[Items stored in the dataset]
____

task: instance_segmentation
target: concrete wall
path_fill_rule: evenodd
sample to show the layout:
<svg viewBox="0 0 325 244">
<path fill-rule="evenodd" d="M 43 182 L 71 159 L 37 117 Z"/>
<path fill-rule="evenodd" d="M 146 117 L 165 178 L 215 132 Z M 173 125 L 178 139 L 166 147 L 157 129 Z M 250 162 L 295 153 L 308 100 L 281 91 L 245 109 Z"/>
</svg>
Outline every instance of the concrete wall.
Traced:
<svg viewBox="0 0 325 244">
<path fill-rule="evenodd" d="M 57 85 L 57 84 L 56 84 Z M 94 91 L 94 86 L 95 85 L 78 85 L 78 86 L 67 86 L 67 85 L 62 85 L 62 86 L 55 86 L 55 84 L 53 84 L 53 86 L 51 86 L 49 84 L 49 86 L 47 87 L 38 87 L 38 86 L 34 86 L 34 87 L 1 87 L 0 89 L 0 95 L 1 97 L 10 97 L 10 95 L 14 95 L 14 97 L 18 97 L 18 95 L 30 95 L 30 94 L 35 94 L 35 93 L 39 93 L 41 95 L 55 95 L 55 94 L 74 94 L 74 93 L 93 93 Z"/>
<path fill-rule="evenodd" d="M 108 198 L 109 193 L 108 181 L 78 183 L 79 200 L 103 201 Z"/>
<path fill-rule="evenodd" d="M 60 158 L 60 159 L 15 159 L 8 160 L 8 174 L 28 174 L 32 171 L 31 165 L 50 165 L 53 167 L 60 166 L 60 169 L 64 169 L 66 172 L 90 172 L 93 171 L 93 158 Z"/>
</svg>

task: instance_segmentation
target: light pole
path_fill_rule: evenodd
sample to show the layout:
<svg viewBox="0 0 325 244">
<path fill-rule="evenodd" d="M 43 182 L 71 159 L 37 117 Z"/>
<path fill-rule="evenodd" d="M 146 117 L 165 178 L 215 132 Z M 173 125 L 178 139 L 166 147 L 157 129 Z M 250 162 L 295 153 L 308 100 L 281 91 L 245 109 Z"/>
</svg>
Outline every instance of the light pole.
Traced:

____

- **Job**
Return every item above line for line, without changing, adding, or dropping anything.

- **Right answer**
task: instance_segmentation
target: concrete wall
path_fill_rule: evenodd
sample to show the layout:
<svg viewBox="0 0 325 244">
<path fill-rule="evenodd" d="M 43 182 L 71 159 L 37 117 Z"/>
<path fill-rule="evenodd" d="M 146 117 L 165 178 L 215 132 Z M 173 125 L 178 139 L 166 147 L 157 129 Z M 250 162 L 295 153 L 308 100 L 281 91 L 245 109 Z"/>
</svg>
Outline every instance of the concrete wall.
Traced:
<svg viewBox="0 0 325 244">
<path fill-rule="evenodd" d="M 57 85 L 57 84 L 56 84 Z M 94 91 L 94 86 L 95 85 L 78 85 L 78 86 L 67 86 L 67 85 L 62 85 L 62 86 L 55 86 L 55 84 L 53 84 L 53 86 L 51 86 L 49 84 L 49 86 L 47 87 L 38 87 L 38 86 L 34 86 L 34 87 L 1 87 L 0 89 L 0 95 L 1 97 L 10 97 L 10 95 L 14 95 L 14 97 L 18 97 L 18 95 L 30 95 L 30 94 L 35 94 L 35 93 L 39 93 L 41 95 L 55 95 L 55 94 L 74 94 L 74 93 L 93 93 Z"/>
<path fill-rule="evenodd" d="M 108 198 L 109 193 L 108 181 L 78 183 L 79 200 L 103 201 Z"/>
<path fill-rule="evenodd" d="M 60 158 L 60 159 L 15 159 L 8 160 L 8 174 L 28 174 L 32 171 L 31 165 L 50 165 L 53 167 L 60 166 L 60 169 L 64 169 L 66 172 L 90 172 L 93 171 L 93 158 Z"/>
</svg>

task: instance_segmentation
target: light pole
path_fill_rule: evenodd
sample to show the layout:
<svg viewBox="0 0 325 244">
<path fill-rule="evenodd" d="M 43 182 L 71 159 L 37 117 Z"/>
<path fill-rule="evenodd" d="M 146 117 L 165 178 L 215 132 Z M 173 125 L 178 139 L 166 147 L 157 129 Z M 250 162 L 295 153 L 308 100 L 281 91 L 245 109 Z"/>
</svg>
Outline every instance of the light pole.
Traced:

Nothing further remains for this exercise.